─── Supplied material

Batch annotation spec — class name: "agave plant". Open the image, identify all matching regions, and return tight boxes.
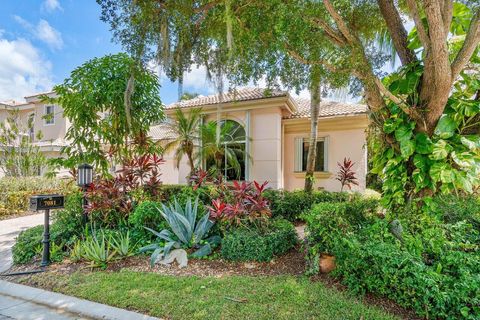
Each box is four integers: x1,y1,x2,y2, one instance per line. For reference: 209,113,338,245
141,197,220,266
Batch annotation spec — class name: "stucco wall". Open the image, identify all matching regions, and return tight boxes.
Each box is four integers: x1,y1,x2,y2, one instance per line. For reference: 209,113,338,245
283,118,368,192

──────

*Problem requirements*. The lines in the entries above that carry the word "spec" must be copied.

*Response to this task*.
Batch annotation spec — class name: "agave plant". Open the image, identify all matching regions, and return tight boxes.
Batch annotation spec — class name: "stucco wall". Open the image, identify all matching regions, and return tight boxes.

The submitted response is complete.